#### [Exercise directions]
Write out the items starting at the line containing "crane shown in this photograph." and ending at the line containing "Expected: a single pin indicated on each instance of the river", substituting "tan" for "beige" and leaving everything else unchanged.

#### [Provided information]
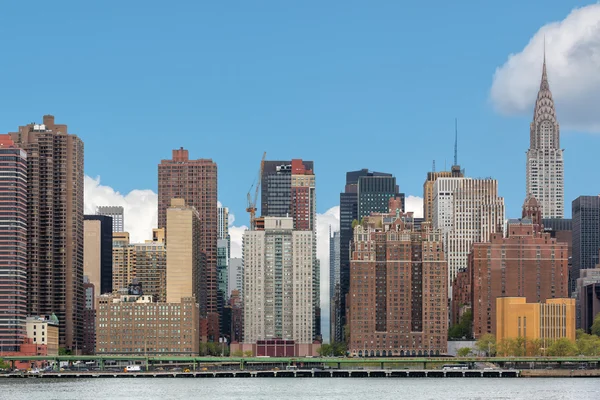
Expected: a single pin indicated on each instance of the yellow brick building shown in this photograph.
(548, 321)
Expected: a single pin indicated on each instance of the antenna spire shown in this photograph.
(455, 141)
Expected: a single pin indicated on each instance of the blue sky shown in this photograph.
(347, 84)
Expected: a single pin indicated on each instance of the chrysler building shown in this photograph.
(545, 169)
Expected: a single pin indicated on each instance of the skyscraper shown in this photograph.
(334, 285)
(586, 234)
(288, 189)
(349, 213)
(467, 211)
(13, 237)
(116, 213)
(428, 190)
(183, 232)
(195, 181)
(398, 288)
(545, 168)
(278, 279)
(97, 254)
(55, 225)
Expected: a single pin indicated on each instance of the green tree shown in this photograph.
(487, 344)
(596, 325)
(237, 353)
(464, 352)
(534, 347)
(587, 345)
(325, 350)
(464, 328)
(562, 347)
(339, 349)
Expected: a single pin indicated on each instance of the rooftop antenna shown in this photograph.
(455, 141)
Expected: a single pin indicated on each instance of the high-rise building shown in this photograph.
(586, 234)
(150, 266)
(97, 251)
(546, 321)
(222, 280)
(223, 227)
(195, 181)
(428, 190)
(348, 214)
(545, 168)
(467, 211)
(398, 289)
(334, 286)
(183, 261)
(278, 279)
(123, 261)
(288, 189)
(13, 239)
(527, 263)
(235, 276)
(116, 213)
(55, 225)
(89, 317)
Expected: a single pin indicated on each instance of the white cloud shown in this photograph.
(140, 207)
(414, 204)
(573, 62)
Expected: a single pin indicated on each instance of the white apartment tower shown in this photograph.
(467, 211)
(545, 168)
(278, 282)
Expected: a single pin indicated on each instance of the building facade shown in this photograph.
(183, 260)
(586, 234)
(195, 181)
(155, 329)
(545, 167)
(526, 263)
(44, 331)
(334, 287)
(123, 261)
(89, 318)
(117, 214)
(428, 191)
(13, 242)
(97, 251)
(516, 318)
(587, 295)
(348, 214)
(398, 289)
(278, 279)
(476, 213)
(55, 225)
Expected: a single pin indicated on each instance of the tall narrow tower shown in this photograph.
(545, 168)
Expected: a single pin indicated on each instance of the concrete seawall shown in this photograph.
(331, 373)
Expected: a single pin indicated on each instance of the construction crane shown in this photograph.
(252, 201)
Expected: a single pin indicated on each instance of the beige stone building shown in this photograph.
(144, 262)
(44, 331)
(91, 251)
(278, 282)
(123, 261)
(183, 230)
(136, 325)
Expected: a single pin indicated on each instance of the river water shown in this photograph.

--

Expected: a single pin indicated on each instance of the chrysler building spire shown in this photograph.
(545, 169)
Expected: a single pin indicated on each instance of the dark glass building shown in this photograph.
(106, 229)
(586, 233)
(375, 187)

---

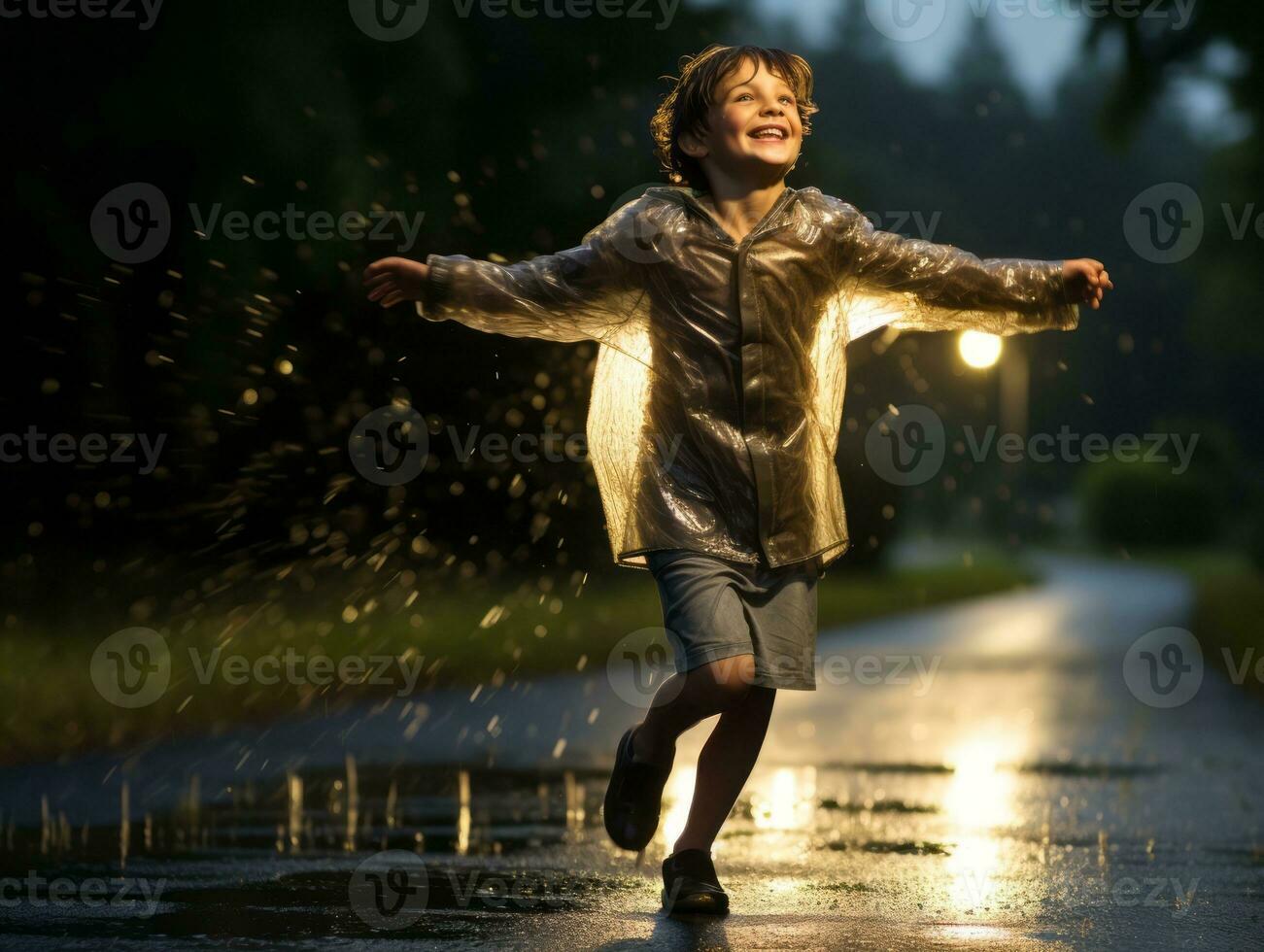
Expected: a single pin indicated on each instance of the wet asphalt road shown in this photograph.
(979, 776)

#### [Task answer]
Expected: a single pin indicated on each instance of the construction crane shown in this photograph.
(252, 201)
Expected: a single pin indicated on each instance of the tan stone building shown in this photograph.
(144, 262)
(44, 331)
(91, 251)
(278, 282)
(123, 261)
(183, 230)
(136, 325)
Expected: a single pin indicated on each instance of the river water shown in this photograph.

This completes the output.